Task instructions:
Pull out the stretch of the data below from the line containing "Instruction: identify the dark debris" through the line containing "0 126 291 152", and copy those lines word for word with nothing else.

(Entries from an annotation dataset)
....

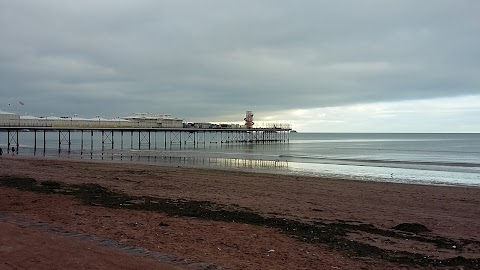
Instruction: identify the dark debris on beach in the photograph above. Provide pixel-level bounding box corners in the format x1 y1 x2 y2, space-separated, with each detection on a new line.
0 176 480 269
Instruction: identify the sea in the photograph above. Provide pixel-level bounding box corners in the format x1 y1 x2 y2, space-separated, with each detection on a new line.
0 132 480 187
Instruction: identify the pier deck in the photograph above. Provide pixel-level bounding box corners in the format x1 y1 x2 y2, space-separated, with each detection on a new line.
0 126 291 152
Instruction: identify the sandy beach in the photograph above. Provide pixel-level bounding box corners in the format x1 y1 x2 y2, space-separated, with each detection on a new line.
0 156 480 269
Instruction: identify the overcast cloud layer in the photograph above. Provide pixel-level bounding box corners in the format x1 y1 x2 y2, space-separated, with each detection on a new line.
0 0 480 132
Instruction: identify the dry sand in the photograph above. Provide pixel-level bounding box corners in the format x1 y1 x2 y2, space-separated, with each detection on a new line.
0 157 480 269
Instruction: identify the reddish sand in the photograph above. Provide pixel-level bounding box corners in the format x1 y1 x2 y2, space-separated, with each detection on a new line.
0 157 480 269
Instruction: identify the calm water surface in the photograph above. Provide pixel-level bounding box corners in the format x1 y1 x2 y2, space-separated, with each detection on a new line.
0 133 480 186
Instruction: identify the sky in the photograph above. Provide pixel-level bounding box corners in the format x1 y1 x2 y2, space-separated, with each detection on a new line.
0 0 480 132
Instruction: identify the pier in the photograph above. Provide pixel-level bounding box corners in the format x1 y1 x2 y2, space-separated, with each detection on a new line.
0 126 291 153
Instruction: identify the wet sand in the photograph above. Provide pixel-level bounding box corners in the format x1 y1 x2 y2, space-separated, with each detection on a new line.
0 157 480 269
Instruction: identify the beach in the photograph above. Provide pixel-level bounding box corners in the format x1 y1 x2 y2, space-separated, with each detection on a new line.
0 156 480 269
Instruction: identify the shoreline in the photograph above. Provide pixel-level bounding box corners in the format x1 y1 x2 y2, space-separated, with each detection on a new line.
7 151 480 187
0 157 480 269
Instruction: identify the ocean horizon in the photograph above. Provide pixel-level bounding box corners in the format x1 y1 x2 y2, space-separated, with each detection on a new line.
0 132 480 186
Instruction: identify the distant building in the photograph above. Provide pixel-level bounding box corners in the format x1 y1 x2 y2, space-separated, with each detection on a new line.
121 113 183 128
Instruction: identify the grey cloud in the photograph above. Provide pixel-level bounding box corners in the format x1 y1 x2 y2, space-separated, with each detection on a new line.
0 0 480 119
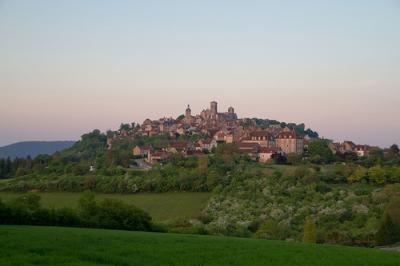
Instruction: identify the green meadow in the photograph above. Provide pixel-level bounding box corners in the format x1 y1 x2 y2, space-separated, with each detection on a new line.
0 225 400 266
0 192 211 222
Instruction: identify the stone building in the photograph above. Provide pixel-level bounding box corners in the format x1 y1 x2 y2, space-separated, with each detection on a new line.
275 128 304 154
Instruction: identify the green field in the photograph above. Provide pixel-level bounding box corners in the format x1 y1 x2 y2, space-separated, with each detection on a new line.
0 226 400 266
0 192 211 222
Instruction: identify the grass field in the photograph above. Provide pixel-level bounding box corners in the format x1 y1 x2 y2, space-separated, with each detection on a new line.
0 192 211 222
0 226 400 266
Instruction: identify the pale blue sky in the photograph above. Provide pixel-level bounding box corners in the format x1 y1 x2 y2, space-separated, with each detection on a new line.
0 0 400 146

....

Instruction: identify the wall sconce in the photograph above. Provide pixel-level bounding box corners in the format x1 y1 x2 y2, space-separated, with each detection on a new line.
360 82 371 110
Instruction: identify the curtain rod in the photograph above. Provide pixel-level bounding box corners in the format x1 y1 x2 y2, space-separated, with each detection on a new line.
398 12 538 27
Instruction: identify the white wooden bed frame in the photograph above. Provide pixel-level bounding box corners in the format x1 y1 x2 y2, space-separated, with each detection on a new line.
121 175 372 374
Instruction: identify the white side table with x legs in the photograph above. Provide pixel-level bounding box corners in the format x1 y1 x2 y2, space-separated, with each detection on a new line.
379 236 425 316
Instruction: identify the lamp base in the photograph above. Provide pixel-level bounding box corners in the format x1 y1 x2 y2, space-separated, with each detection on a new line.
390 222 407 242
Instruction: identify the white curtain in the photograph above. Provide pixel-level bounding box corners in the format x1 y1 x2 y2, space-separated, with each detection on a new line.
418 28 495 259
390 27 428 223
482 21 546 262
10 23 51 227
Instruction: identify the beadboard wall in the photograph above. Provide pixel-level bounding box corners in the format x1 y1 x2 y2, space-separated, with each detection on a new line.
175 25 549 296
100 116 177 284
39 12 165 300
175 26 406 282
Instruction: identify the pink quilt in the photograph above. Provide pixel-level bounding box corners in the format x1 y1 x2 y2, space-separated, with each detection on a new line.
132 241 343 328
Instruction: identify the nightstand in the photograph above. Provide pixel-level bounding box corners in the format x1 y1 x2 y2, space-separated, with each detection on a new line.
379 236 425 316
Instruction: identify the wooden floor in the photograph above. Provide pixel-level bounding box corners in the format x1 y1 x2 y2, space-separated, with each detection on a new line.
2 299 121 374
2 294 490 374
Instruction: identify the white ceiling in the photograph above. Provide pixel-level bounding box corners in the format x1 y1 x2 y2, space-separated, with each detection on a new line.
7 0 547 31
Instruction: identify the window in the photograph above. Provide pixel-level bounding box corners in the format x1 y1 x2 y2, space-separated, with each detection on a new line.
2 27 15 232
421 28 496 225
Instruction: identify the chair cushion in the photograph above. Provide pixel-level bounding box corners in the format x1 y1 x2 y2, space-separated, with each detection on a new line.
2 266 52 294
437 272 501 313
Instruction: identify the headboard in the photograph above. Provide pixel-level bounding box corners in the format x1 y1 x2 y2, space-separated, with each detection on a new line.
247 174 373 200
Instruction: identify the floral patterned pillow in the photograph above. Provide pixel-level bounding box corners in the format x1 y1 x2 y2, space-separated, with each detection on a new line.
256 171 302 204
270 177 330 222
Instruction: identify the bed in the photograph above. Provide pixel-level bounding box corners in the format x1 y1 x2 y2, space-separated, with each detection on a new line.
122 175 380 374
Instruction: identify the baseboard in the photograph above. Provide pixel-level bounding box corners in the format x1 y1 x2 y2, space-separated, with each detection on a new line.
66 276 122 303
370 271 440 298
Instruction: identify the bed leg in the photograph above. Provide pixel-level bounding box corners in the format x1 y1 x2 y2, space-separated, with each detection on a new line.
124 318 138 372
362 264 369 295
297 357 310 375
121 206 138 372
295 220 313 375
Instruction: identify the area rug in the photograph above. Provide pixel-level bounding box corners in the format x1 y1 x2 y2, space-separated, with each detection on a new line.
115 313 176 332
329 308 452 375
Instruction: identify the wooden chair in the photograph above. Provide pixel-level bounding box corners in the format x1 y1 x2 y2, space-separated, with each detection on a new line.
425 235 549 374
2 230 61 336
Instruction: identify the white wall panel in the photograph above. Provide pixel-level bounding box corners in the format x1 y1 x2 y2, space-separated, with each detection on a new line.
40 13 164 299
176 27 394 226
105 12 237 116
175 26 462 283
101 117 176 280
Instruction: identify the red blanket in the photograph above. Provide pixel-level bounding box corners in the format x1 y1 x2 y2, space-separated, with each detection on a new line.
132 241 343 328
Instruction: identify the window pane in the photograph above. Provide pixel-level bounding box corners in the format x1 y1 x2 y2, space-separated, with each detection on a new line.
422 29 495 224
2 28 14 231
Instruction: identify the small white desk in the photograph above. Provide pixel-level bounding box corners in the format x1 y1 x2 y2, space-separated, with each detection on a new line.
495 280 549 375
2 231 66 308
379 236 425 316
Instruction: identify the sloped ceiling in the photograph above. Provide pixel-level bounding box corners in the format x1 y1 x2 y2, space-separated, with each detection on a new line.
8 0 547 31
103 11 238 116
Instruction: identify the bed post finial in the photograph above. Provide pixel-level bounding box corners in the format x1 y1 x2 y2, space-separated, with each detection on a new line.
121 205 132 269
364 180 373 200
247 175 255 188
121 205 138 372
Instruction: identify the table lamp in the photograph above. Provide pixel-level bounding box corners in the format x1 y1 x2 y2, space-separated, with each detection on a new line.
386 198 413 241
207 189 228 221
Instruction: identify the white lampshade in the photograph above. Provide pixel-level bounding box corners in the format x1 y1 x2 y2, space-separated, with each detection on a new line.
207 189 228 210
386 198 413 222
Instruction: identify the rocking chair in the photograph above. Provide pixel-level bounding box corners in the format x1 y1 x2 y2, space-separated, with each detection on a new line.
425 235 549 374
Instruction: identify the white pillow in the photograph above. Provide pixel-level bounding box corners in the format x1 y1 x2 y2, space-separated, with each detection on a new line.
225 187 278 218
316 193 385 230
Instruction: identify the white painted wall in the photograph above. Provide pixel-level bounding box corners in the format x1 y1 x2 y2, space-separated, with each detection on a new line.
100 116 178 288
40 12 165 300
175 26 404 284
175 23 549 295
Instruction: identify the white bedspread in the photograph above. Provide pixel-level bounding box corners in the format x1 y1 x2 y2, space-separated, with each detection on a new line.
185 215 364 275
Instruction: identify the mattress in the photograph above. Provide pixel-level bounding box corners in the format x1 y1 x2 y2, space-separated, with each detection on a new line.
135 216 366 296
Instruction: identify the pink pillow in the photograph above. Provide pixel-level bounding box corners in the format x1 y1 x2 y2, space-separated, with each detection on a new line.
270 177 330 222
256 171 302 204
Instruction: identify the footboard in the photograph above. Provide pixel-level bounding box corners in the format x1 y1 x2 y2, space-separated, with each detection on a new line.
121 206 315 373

....

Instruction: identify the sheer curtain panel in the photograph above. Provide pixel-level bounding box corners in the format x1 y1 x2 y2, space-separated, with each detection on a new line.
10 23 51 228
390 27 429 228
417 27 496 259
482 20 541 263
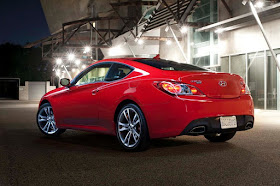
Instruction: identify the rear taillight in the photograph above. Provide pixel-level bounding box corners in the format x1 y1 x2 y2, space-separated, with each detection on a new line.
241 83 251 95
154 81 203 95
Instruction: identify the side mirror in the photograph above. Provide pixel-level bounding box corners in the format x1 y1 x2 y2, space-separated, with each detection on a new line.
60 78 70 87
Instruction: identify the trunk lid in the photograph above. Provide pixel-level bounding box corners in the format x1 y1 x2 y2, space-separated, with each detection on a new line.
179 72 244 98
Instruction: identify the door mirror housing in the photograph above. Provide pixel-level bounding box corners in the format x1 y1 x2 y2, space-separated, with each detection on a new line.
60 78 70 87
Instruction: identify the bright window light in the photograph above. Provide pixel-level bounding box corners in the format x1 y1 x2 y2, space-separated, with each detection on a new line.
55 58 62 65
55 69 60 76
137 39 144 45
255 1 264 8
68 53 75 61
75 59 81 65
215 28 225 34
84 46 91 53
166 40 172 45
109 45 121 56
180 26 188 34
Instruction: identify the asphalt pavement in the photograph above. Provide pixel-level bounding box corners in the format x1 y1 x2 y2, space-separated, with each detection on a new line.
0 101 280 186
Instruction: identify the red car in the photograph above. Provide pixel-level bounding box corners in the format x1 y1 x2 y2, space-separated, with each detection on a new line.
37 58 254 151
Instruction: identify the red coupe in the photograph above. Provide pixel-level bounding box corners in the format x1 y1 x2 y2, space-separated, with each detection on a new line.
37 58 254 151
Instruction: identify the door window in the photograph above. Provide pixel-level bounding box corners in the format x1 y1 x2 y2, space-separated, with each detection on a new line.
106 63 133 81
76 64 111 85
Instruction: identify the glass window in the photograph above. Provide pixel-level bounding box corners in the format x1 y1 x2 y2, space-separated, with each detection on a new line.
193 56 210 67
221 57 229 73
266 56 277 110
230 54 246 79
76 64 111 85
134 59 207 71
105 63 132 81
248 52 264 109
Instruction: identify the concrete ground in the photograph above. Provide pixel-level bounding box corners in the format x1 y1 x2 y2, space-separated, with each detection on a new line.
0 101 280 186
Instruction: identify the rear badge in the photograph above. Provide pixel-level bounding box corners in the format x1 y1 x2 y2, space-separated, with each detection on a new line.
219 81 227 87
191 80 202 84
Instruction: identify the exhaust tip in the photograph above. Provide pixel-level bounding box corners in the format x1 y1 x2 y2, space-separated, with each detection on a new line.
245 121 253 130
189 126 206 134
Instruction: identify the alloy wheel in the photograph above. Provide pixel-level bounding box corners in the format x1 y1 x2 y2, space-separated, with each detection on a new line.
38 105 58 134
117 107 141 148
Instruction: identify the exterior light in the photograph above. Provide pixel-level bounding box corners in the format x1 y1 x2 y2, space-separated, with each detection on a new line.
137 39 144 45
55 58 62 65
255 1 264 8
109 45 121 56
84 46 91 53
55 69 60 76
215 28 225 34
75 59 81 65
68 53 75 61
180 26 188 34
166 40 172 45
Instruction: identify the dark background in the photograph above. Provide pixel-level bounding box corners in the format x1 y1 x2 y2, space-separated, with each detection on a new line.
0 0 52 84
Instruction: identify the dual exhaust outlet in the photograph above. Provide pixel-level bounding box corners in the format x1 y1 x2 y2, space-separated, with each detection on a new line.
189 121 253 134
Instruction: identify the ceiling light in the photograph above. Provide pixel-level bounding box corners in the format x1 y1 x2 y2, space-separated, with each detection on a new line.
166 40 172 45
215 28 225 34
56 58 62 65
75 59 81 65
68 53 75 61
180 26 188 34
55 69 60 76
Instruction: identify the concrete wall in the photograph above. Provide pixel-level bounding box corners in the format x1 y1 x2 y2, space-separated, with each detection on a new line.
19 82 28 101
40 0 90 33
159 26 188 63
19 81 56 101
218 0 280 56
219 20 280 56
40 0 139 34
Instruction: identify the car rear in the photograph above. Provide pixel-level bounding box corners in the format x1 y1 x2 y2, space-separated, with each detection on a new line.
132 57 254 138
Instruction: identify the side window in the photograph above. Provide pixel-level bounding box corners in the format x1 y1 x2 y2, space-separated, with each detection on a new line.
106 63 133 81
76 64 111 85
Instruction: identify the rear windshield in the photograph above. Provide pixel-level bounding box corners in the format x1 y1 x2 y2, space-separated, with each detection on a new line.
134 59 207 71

....

Exercise answer:
Instruction: identify the dark debris on beach in the photograph above. Provide pixel-level bounding box corners in the format x1 y1 x2 y2, space-separated, with each detection on a new line.
0 176 480 269
Instruction: identify the sea in the photograph above. Provide pixel-level bounding box corners in the format x1 y1 x2 y2, space-separated, with each detection on a new line.
0 132 480 187
Instruction: identify the pier deck in the photograph above. Provide pixel-level bounding box corners in the format x1 y1 x2 y2, space-separated, with each detection on a new line.
0 126 291 152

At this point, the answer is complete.